• WHAT TO PRODUCE
Keep every line of the data below that has the string "rodeo" and present those lines.

• RECORDS SUPPLIED
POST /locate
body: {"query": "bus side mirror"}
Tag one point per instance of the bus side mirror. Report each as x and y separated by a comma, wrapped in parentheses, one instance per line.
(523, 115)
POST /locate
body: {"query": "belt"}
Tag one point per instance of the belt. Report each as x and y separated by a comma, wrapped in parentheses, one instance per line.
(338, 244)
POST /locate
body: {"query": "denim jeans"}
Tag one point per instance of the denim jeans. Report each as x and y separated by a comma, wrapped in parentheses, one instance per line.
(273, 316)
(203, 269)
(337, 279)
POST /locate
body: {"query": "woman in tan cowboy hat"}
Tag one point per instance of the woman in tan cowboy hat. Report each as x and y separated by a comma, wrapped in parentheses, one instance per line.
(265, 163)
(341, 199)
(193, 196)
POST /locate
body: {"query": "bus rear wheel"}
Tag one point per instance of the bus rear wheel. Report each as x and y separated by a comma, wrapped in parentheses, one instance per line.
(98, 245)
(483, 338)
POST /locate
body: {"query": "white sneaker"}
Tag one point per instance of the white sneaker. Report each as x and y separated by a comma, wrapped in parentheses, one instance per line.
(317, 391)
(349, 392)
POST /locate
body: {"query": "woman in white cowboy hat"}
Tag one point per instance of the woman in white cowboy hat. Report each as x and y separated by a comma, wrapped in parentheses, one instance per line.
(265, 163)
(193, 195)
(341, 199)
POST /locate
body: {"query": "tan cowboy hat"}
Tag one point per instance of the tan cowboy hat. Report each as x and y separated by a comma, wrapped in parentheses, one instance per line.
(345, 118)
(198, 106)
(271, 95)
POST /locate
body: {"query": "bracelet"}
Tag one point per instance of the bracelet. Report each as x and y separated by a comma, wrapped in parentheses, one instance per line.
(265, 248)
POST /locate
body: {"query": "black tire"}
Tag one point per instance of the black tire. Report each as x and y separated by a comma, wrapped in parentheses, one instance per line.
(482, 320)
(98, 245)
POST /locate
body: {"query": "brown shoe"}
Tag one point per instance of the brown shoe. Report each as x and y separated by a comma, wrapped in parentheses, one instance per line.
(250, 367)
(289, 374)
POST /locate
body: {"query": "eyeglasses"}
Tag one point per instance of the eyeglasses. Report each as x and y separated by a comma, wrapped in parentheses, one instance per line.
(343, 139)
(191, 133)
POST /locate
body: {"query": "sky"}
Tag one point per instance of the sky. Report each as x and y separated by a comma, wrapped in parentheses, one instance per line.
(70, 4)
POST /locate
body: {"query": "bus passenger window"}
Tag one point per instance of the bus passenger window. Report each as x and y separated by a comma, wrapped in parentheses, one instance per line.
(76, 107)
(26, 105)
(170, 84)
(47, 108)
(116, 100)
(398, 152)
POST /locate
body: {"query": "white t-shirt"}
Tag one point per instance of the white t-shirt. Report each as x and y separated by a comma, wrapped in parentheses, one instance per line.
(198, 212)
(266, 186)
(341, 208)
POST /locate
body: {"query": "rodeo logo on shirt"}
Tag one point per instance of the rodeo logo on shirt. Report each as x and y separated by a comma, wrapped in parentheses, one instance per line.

---

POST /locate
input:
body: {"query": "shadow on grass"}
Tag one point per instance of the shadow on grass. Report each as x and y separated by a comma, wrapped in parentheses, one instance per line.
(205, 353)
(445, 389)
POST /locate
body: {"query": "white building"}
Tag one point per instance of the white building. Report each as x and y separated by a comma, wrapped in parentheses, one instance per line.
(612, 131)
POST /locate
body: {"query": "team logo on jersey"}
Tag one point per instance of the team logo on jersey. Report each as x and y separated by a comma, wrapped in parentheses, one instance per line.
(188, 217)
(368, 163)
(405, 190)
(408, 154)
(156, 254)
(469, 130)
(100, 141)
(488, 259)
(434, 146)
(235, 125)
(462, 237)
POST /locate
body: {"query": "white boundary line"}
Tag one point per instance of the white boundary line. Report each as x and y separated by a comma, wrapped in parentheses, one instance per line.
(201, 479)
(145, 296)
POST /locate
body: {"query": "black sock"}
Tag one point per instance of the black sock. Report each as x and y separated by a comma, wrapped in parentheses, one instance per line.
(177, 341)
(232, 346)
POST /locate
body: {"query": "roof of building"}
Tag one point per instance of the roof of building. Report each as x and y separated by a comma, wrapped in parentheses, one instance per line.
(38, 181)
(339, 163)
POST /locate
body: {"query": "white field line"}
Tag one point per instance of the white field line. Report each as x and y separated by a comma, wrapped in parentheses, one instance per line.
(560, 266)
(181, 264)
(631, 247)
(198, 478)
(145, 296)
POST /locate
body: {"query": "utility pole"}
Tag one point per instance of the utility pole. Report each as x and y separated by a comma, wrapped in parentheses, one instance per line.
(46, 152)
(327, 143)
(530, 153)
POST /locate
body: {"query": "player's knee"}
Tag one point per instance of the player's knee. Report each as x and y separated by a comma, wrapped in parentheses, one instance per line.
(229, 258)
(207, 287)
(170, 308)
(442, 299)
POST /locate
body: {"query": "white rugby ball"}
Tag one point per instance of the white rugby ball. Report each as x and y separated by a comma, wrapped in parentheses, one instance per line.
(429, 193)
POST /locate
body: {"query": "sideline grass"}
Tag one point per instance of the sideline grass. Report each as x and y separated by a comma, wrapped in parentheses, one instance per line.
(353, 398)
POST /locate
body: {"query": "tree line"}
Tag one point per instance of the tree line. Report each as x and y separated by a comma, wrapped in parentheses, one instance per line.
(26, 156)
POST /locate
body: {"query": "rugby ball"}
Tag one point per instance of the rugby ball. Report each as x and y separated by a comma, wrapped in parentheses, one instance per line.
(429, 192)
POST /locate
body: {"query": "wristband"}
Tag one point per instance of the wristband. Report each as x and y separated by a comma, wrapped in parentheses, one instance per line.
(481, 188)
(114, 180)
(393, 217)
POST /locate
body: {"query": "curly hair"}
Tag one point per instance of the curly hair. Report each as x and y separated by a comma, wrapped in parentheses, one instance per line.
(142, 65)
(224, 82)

* * *

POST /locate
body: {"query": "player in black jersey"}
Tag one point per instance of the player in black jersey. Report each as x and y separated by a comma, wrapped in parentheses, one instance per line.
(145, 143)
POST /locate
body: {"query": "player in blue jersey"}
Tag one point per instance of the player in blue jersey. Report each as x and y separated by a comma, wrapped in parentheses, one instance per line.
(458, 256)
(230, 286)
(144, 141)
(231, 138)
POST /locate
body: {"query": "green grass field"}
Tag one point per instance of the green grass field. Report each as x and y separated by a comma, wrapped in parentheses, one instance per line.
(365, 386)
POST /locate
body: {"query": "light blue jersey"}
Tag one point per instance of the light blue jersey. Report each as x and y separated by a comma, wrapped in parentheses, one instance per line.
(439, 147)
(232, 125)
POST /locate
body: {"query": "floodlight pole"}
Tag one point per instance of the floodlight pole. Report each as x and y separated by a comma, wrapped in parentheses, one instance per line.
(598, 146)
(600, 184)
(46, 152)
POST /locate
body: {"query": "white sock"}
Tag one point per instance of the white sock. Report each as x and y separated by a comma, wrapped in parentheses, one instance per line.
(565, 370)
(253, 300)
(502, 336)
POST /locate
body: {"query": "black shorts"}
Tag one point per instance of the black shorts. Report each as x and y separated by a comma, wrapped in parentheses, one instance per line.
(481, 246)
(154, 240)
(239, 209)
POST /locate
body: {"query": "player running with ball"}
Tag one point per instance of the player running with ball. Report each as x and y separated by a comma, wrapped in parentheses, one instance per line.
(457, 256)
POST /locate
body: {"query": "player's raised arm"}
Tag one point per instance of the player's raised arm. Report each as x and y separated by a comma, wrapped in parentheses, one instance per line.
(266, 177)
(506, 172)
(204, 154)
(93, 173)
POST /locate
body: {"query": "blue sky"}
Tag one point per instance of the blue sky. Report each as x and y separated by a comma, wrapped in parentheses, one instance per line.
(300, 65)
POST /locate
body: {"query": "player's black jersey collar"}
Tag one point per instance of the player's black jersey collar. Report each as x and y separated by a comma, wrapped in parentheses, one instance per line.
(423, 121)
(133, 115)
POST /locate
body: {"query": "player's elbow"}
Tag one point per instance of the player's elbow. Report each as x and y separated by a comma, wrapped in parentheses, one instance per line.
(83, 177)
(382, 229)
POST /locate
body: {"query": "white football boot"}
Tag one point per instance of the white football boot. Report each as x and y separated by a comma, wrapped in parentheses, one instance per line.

• SOLUTION
body: {"query": "rodeo logo on shirt"}
Tag one point per instance of the rodeo logo on shirt. Report each as x and y separated by a comma, wrapped in parentheses, one instance per line.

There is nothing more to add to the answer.